Short task A.
Answer these questions from the Kyrgios news report:
(i) How much was Kyrgios fined for his breaches at Cincinnati?
(ii) What did Kyrgios call the chair umpire at Cincinnati?
(iii) For which broadcaster does Wilander work as a TV analyst?
Short task B.
Write a continuation of the Kyrgios news report, picking up right after its last sentence.

Kyrgios was fined a record $113,000 for a slew of breaches during his second round loss at Cincinnati and may be set for more sanctions after describing the men’s tour as “corrupt” following his first round win at Flushing Meadows on Tuesday.

The Association of Tennis Professionals (ATP) were already assessing whether to punish Kyrgios further for his antics at Cincinnati, where he smashed two rackets and called the chair umpire the “worst ref ever”.

Seven-times Grand Slam champion Wilander questioned whether the 24-year-old hothead should have even been allowed to finish his match against Russian Karen Khachanov at Cincinnati.

“Well why is he allowed to finish a match like the one in Cincinnati to get to $113,000 worth of fines?” asked Wilander, a TV analyst for Eurosport.

“It is much easier for the umpire in the match to take a stand straight away.

“I don’t mind when he misbehaves. Obviously, I don’t like the bad language,” added Wilander.

“It’s just when he doesn’t try to play tennis, when he doesn’t try to win then I think the umpire needs to step in.

“I think in this situation, default him on the spot, rather than suspend him.”

Records of labeled points:
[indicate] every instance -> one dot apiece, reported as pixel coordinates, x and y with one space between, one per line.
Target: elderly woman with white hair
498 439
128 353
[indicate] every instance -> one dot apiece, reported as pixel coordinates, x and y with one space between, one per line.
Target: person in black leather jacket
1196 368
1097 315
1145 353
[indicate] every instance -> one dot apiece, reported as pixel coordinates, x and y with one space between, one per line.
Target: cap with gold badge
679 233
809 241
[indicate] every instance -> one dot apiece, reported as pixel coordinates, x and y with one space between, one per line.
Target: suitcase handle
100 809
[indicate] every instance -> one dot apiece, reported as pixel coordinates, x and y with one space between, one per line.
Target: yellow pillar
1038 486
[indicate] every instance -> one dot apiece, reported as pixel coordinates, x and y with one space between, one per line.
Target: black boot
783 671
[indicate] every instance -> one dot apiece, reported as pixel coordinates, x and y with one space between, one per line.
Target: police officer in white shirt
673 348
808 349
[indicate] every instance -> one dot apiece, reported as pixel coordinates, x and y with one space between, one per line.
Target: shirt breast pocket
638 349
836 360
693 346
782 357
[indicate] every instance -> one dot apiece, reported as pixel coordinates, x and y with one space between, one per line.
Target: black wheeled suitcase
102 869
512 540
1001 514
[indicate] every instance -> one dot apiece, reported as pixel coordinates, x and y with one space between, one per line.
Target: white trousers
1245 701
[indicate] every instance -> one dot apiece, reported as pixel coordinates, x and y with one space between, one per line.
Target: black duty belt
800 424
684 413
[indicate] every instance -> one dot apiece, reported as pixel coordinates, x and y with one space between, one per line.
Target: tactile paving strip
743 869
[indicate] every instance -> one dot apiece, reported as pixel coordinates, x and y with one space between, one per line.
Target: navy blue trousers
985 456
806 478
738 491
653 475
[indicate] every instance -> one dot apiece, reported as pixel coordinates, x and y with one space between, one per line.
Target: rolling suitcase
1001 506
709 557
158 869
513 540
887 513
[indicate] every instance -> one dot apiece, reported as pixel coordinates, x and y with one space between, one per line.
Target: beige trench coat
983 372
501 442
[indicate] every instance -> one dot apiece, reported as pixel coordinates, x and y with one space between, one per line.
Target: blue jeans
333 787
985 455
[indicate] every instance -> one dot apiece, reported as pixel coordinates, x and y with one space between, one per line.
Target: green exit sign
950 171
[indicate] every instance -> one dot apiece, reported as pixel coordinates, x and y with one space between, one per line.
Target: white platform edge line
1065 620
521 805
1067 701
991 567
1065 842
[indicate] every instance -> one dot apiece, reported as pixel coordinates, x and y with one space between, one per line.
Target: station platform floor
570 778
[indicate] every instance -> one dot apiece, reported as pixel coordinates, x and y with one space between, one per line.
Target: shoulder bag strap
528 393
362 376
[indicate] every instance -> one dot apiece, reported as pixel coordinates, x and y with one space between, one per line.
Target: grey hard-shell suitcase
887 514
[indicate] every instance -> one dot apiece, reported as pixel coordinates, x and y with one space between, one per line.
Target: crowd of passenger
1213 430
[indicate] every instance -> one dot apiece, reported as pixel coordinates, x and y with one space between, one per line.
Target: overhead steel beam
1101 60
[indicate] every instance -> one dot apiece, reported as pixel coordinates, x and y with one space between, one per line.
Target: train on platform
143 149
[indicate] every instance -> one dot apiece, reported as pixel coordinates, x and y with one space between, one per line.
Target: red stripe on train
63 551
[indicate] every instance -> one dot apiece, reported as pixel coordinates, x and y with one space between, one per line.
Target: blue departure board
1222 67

Exercise output A.
(i) $113,000
(ii) The "worst ref ever"
(iii) Eurosport

Exercise output B.
Kyrgios, seeded 28th in New York, kept reasonably calm by his combustible standards in beating American Steve Johnson 6-3 7-6(1) 6-4 in the first round on Tuesday.

But he triggered another ATP investigation when he described the body as “pretty corrupt” during his post-match media conference.

He later rowed back on the comment in a statement posted on his Twitter feed, saying he had not made “the correct choice of words”.

“My point and intention was to address what I see as double standards rather than corruption,” he wrote.

Wilander agreed that the ATP was inconsistent in enforcing the rules for different players.

“I do think the rules are applied differently to everyone, I really do,” the Swede said, pointing to the leeway given to Spain’s 18-times Grand Slam champion Rafa Nadal on the service clock.

“I think it makes a difference, so when someone like Nadal sometimes goes over the time limit, I think they give him the benefit of the doubt because he tries so hard and he plays so hard every single point,” he said.

“If he goes over a second or two, then, no worries.

“Nick Kyrgios, I think they will let him do what he wants as long as he plays tennis.”

Kyrgios plays unseeded Frenchman Antoine Hoang in the second round on Thursday.